_Set task_
Copy the following material verbatim, line for line and without any changes.

[Excerpts of location labeling data]
########

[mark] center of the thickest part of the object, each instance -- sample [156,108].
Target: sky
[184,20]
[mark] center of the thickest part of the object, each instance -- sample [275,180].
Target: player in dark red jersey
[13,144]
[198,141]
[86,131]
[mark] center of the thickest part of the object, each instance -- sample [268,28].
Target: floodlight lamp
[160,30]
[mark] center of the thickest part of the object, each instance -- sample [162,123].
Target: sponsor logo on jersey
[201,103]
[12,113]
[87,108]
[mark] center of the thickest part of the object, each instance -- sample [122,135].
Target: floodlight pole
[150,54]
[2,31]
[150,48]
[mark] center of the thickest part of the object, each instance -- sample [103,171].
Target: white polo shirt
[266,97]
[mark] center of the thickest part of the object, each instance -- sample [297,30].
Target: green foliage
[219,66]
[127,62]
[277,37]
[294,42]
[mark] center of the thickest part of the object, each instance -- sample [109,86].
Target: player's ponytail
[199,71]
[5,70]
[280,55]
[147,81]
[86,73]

########

_Task answer_
[mark] center of the thickest part of the object, each instance -- sample [156,108].
Target: sky
[184,20]
[mark] center of the thickest part of the object, each instance -- sample [275,180].
Target: player in dark red jersey
[13,144]
[198,141]
[86,131]
[mark] center of the thickest part of the object, each instance -- sample [268,28].
Target: floodlight lamp
[160,30]
[mark] center of the thickest part of the object, each instance -- sample [162,123].
Target: sponsor logo on jersey
[201,103]
[12,113]
[87,108]
[mark] center of the thickest part of the object, each instance -- sample [122,135].
Target: floodlight pole
[150,54]
[2,31]
[150,48]
[mark] center of the thickest part of the object, each instance -- sample [103,171].
Target: white polo shirt
[266,97]
[mark] center of the thickest part of the object, each instance -- sample [297,30].
Target: green foliage
[219,66]
[127,62]
[277,37]
[294,42]
[mark] center of the thickest part of the object, each instance -- sample [109,86].
Target: player's ponytail
[199,71]
[5,70]
[280,55]
[147,81]
[86,73]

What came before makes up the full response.